# Task to complete
Revise each of the entries below by substituting "markers" for every occurrence of "dots" while leaving all other text unchanged, and omit the pictures from your reproduction.

# Provided records
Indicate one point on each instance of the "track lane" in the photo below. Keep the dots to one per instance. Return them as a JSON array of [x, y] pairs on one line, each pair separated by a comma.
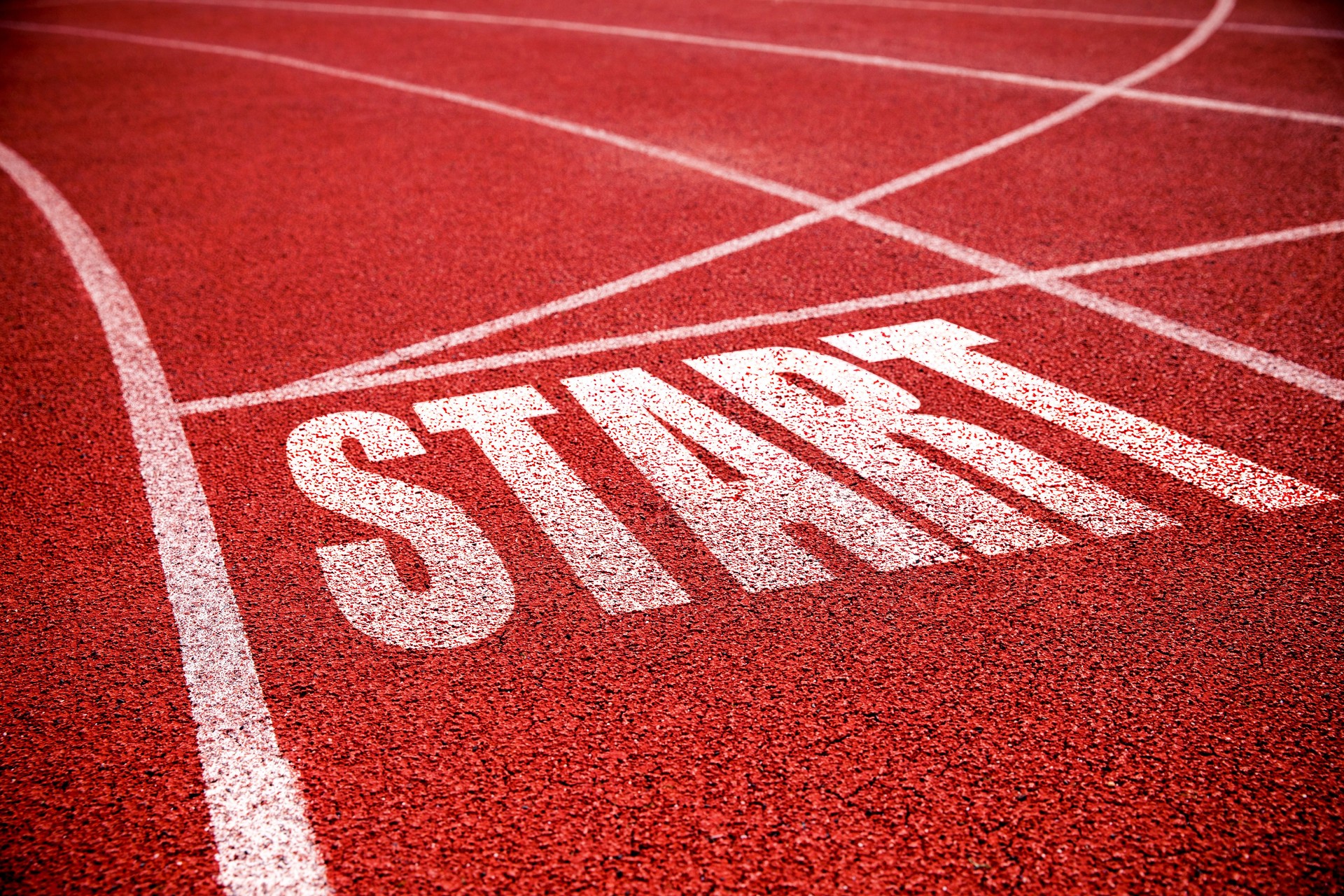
[[1091, 711]]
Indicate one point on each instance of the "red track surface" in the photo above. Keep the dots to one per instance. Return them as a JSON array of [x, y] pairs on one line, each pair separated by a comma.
[[1155, 713]]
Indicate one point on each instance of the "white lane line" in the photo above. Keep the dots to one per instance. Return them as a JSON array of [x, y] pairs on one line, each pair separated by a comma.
[[784, 50], [265, 844], [846, 209], [823, 207], [1075, 15], [311, 388]]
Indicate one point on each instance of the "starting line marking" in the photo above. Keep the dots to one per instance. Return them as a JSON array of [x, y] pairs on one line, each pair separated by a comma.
[[264, 840], [741, 522]]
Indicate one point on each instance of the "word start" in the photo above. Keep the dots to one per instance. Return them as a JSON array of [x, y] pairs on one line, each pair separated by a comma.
[[741, 523]]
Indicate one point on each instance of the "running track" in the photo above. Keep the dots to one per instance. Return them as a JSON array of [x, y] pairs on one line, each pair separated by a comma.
[[342, 555]]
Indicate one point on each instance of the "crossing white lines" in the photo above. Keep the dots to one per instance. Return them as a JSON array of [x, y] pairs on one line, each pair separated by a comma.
[[1328, 386], [823, 209]]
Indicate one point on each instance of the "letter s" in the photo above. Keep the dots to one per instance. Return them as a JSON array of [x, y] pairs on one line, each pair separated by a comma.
[[470, 594]]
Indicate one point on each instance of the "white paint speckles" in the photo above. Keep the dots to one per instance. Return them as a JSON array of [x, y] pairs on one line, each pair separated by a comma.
[[741, 522], [857, 433], [620, 571], [265, 844], [945, 348], [470, 596]]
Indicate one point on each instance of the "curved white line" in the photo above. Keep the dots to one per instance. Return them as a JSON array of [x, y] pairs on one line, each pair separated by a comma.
[[824, 209], [265, 844], [780, 50], [1073, 15], [1327, 386]]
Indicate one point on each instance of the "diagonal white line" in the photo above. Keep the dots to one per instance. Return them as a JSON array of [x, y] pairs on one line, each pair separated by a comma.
[[1323, 384], [847, 209], [1074, 15], [824, 209], [781, 50], [265, 844]]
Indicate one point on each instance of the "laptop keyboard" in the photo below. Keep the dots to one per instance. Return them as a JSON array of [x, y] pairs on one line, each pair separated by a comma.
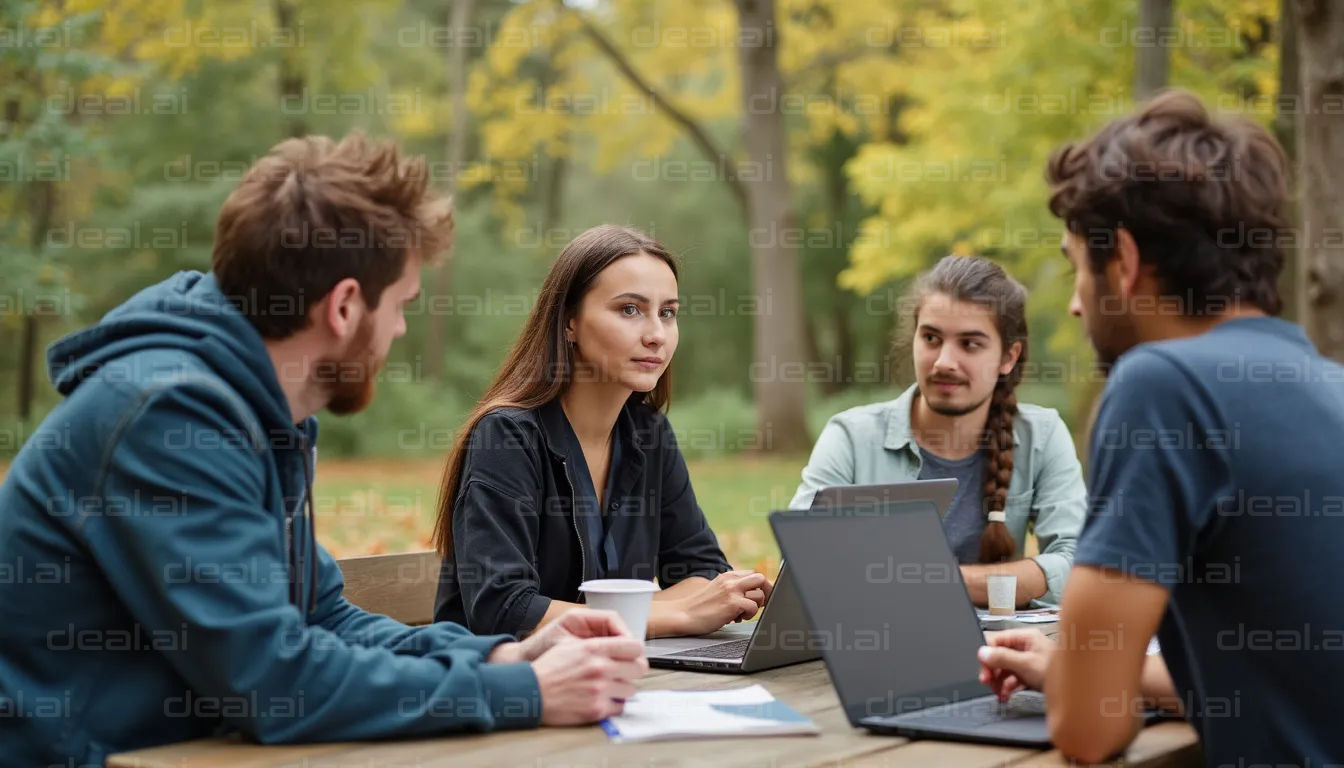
[[977, 713], [734, 650]]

# Response
Indicate one point on each instance of the "track lane" in the photo below. Keep the markers to one per instance. Return them as a JSON array of [x, y] pairs on one line, each pair separated by a comma.
[[1091, 711]]
Indicate one point on each instance of the "red track surface" in the photo above. Keep the markers to one per instance. Return them as a JSON array of [x, y] pairs on one line, each pair separated by a comma.
[[1155, 713]]
Indicate one point on each instance of the "white lane line" in the photo above. Keep the markers to one per instance. Return them as a JSON array of [x, y] pairs on one line, each pair separated by a comma.
[[784, 50], [265, 844], [846, 209], [823, 207], [1075, 15], [311, 388]]
Indicate one point on each instance of the "starting line marking" in the photo above. Keep the markers to one per instance. Return them as a JSON array of [x, y] pairs on one line, each pair separated by a comma.
[[264, 840], [741, 522]]
Indicate one point on each instance of the "word start" in the photo above. Keep the markers to one per instance. Return them as a JSON array of [x, y] pairs on one line, each pair separated by a comma.
[[741, 523]]
Indicate one point on each instance of the "running track" in the photo above. Keep the markers to one per instance. Return them as a JSON array of [x, y] pairs on one line, each pair separated by a comma.
[[342, 555]]
Indicate one point on each instance of the "crossing white lines" in the photo above. Keep the markers to one per instance. Return them as a JSON array of [x, y] pairs on one line, each pair separated by a comma.
[[1328, 386], [823, 209]]
Indicate one point on each instance of the "letter s" in the photo above. Keep the markers to one per instance. Return them as a JSON array of [x, y] pairs on one line, each pair separated by a comma.
[[470, 594]]
Indicate one point on each instance of the "white paint speckles" in the photo above. Keep the markers to one per instance. Return them as a JSON array of [x, y] pairs on one line, each pair separated by a comma.
[[741, 522], [857, 433], [620, 571], [265, 844], [945, 348], [470, 596]]
Indicate one point on each instance of the "curved white line" in the photo above. Keep the markers to one per instance. Return them as a JSON array of [x, y] pairs on one line, each pair separated by a comma.
[[824, 209], [265, 844], [780, 50], [1073, 15], [1327, 386]]
Indicate one point on each instance of the "diagonal white line" in the photo above. Keep the markers to one per instance. Return them as a JSON array of [x, y] pairs on one line, each pair separated by a comma.
[[1323, 384], [847, 209], [1074, 15], [824, 209], [781, 50], [265, 844]]
Indicate one point on each instance of the "laptop keyboard" in the photo below. Keep the markers to one per instance. Return them as a JSON array of [x, y] pairs on one line, each pair separated by a comma.
[[977, 713], [734, 650]]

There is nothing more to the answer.